* Start *

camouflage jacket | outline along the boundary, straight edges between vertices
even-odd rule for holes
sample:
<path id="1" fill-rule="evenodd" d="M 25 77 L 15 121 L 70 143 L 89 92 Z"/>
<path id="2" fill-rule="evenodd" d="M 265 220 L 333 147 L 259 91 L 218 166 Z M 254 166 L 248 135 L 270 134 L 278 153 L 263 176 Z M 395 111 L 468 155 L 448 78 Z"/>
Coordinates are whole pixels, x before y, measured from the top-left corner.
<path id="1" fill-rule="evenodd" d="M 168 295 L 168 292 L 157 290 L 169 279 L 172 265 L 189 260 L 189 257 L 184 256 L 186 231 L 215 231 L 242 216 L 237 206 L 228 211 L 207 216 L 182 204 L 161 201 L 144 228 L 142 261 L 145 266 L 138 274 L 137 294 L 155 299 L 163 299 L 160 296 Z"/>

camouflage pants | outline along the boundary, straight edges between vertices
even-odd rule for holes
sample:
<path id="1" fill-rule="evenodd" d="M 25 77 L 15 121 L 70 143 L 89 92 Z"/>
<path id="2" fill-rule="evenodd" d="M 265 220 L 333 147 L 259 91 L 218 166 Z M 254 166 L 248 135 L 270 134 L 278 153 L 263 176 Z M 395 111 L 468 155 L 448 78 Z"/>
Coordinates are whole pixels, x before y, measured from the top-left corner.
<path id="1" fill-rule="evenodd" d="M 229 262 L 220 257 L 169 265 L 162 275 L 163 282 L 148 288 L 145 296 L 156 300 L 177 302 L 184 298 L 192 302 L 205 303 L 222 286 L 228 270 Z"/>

* End *

Can you convert every line of the rows above into a JSON list of strings, one string per line, with blank lines left out?

### CORRECT RESULT
[
  "camouflage jacket | outline along the boundary, straight edges between vertices",
  "even-odd rule for holes",
  "sample:",
  "<path id=\"1\" fill-rule=\"evenodd\" d=\"M 25 77 L 15 121 L 70 143 L 89 92 Z\"/>",
  "<path id=\"2\" fill-rule=\"evenodd\" d=\"M 265 220 L 333 147 L 259 91 L 218 166 Z M 254 166 L 248 135 L 270 134 L 278 153 L 263 176 Z M 395 111 L 468 155 L 448 78 Z\"/>",
  "Coordinates are whole pixels, x before y, measured from the top-left corner.",
  "<path id=\"1\" fill-rule=\"evenodd\" d=\"M 168 295 L 168 292 L 157 290 L 169 279 L 172 265 L 189 260 L 189 257 L 184 256 L 186 231 L 215 231 L 242 216 L 237 206 L 228 211 L 207 216 L 182 204 L 161 201 L 144 228 L 142 261 L 145 266 L 138 274 L 137 294 L 155 299 L 163 299 L 160 296 Z\"/>",
  "camouflage pants | outline along the boundary, straight edges between vertices",
  "even-odd rule for holes",
  "sample:",
  "<path id=\"1\" fill-rule=\"evenodd\" d=\"M 25 77 L 15 121 L 70 143 L 89 92 Z\"/>",
  "<path id=\"2\" fill-rule=\"evenodd\" d=\"M 265 220 L 333 147 L 259 91 L 218 166 Z M 254 166 L 248 135 L 270 134 L 278 153 L 263 176 Z M 395 111 L 468 155 L 448 78 Z\"/>",
  "Coordinates are whole pixels, x before y, measured from the top-left corner.",
  "<path id=\"1\" fill-rule=\"evenodd\" d=\"M 229 262 L 220 257 L 169 265 L 162 275 L 163 282 L 148 288 L 145 296 L 156 300 L 177 302 L 184 298 L 192 302 L 205 303 L 222 286 L 228 270 Z\"/>"
]